Text for analysis:

▽

In March, the demand drop is reflected in the prices that factories charge wholesalers for their products. It has dropped 1.5 percent year-on-year last month, according to the National Bureau of Statistics. That was worse than the 0.4 per cent fall in February and the 1.1 percent contraction tipped in a Bloomberg survey of analysts.

Producer Prices

Source: National Bureau of Statistics of China

As of now, many analysts theorize that China’s economy is likely to improve after April. However, since almost 20 per cent of China’s GDP consists of export, the question is how strong this recovery will be.

The Coronavirus outbreak has come at a time where international cooperation and bilateral relations are at a low point in the last 30 years. The US-China trade war has further declined the relationship between the two countries. Especially at a time where many countries are introducing fiscal stimulus packages to stave off economic collapse, international collaboration could benefit all.

Cooperation between the US and China is vital in these times. During the financial crisis of 2008, global economic recovery was stimulated by the two countries, which supported individual stimulus measures (quantitative easing in the US and large-scale fiscal stimulus in China).

Some politicians, especially from the US argue that the COVID-19 crisis will weaken China’s global position. While it is true that some companies have begun to shift their global supply chains away from the country, this is a trend that has been happening for years now. A large amount of low-value-added manufacturing jobs have already been moved to other southeast Asian countries.

China will retain ample competitive advantages when it comes to electronics, machinery and equipment manufacturing. These advantages cannot be replaced in the short term.

△

Record excerpts:
▽

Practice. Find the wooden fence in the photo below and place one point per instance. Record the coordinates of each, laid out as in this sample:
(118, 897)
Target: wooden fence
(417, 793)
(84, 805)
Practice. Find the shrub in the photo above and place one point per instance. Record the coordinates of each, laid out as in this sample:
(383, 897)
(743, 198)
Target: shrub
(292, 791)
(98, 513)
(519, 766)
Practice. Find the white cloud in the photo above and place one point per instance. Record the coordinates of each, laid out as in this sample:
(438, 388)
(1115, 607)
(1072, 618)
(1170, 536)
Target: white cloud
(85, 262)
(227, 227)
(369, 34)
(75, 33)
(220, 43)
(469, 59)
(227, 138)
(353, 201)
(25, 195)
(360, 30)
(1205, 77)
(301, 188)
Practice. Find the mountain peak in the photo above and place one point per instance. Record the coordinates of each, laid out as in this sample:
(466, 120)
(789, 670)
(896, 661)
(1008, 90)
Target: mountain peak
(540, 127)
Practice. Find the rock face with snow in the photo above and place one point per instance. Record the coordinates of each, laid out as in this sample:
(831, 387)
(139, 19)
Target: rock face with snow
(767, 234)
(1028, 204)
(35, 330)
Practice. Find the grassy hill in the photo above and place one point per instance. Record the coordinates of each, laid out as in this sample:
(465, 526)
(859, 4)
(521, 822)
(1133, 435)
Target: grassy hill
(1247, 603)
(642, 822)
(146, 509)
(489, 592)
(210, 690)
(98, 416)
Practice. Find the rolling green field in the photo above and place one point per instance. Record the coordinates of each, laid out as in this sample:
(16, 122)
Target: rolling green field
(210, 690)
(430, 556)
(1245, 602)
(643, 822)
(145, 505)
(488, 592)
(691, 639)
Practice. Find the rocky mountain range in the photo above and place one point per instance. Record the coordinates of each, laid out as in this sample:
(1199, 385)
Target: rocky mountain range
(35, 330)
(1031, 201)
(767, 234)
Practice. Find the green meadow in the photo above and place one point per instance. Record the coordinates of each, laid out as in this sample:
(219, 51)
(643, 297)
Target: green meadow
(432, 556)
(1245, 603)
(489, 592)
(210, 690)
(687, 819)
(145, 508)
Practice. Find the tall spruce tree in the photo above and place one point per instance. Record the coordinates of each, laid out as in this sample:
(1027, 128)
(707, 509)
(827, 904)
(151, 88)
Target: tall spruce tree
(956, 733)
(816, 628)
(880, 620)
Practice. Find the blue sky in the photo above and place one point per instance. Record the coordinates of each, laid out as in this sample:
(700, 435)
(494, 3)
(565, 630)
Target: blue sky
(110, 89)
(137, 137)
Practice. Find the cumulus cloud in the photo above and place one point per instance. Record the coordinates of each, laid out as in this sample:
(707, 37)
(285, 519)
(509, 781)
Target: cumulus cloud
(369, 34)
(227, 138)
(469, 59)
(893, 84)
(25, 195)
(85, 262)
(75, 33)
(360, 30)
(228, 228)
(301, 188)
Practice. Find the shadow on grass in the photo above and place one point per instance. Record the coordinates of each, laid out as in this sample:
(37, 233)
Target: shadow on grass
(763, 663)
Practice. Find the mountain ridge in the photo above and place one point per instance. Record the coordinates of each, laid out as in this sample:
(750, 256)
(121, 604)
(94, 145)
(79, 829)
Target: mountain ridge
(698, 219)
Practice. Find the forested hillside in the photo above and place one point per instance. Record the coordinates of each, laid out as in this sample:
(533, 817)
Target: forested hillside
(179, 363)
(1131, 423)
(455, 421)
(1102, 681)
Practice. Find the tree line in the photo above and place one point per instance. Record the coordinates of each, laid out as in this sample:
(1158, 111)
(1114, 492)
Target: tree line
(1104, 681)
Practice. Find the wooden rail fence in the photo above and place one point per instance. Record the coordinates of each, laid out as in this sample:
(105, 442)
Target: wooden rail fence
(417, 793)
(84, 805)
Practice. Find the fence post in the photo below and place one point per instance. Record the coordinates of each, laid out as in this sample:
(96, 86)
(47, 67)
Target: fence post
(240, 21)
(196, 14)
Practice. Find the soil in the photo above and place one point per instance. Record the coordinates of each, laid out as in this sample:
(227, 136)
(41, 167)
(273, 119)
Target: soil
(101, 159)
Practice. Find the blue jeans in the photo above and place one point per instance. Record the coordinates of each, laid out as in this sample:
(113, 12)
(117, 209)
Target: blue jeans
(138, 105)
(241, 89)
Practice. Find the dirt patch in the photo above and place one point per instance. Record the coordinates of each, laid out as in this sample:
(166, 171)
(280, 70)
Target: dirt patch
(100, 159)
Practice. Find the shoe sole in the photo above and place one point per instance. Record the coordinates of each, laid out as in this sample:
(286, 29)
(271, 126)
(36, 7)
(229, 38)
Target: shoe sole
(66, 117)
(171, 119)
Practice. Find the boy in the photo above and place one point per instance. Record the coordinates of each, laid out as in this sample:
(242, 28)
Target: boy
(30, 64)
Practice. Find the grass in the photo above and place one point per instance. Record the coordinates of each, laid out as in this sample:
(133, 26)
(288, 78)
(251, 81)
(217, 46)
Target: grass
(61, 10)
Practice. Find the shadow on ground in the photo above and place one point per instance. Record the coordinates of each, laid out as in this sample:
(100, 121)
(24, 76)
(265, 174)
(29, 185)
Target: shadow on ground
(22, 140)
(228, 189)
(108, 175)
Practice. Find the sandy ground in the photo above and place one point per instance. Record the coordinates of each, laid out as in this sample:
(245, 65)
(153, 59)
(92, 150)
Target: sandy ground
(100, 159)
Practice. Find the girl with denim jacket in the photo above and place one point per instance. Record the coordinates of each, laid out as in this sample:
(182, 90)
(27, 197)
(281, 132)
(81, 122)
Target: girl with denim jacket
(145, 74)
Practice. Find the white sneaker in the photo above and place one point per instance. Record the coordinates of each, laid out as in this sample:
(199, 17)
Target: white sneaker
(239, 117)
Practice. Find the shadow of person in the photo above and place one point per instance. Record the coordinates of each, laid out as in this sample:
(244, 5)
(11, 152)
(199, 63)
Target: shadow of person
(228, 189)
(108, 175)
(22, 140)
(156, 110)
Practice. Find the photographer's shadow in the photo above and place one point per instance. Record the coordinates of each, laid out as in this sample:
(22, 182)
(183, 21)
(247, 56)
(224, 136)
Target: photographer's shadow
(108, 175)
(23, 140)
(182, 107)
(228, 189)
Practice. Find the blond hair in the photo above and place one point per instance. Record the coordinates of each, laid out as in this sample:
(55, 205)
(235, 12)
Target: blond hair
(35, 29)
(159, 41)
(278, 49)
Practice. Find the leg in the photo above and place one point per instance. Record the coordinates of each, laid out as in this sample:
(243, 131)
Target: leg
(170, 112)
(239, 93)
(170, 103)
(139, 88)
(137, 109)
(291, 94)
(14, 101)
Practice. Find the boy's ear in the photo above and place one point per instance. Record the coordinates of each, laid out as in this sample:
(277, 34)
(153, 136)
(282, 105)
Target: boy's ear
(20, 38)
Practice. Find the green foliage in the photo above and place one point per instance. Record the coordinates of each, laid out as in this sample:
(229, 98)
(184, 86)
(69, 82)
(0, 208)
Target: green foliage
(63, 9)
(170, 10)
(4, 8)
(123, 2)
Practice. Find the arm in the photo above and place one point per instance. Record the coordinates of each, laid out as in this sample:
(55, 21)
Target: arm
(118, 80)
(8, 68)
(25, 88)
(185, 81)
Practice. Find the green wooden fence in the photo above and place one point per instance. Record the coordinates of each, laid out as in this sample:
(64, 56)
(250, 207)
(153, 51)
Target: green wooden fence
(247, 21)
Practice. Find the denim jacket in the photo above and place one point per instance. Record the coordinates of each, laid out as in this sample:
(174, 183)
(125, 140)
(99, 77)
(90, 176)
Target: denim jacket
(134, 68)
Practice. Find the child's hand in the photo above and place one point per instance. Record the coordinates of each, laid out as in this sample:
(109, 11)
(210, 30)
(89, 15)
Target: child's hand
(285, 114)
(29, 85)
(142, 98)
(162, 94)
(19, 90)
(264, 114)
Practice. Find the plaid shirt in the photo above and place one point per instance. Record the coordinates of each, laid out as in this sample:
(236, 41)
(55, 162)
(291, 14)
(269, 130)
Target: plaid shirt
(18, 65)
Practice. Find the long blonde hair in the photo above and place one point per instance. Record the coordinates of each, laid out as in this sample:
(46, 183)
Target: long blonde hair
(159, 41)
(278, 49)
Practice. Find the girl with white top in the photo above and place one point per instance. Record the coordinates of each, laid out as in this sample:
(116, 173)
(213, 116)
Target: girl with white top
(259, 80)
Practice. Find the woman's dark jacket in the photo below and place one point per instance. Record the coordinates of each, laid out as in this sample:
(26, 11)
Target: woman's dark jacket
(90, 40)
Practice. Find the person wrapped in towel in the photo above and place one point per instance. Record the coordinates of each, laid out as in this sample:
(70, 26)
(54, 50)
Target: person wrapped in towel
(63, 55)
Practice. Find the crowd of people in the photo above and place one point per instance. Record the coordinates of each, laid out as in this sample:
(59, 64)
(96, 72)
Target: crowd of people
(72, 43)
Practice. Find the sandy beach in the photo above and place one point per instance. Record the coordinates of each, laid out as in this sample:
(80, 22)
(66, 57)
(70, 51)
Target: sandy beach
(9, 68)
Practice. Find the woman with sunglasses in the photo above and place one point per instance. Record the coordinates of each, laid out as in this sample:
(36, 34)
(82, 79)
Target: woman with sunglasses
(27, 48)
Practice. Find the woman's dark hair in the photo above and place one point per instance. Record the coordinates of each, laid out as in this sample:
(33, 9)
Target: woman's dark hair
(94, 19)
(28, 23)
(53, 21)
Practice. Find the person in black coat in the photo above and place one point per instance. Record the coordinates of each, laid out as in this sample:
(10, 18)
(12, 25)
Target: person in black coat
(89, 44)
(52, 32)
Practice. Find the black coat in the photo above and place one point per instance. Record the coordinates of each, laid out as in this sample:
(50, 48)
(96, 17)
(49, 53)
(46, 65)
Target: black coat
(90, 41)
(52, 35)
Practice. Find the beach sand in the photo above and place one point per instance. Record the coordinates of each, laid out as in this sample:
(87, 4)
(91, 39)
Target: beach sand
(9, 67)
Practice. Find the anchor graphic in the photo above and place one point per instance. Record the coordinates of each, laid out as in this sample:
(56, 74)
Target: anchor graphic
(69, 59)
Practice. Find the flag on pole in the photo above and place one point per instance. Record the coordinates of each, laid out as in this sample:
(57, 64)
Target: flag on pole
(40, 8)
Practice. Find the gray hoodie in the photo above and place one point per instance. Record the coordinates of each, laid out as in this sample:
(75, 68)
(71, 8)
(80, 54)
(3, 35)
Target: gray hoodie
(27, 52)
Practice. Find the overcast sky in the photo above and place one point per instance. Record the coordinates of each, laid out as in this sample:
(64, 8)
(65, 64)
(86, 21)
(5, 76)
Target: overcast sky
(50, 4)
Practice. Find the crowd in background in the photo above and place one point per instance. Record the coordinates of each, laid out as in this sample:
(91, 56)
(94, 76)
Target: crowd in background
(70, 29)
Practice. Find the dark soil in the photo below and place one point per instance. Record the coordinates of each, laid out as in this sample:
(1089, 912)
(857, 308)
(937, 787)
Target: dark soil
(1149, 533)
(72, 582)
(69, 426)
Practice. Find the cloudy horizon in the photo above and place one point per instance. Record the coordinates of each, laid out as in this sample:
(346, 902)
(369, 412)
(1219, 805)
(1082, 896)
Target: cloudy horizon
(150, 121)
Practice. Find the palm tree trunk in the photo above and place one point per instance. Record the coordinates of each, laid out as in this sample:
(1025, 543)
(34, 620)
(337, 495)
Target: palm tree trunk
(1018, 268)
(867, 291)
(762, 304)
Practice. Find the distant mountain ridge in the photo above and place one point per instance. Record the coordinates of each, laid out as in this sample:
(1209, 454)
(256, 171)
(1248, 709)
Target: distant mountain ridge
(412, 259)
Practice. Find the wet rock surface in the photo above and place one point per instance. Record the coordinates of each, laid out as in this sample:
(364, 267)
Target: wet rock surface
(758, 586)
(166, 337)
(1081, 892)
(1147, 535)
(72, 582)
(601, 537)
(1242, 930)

△

Assigned task:
In the text on China's economy, by how much did the prices that factories charge wholesalers fall year-on-year in March?

Task result:
They fell 1.5 percent year-on-year.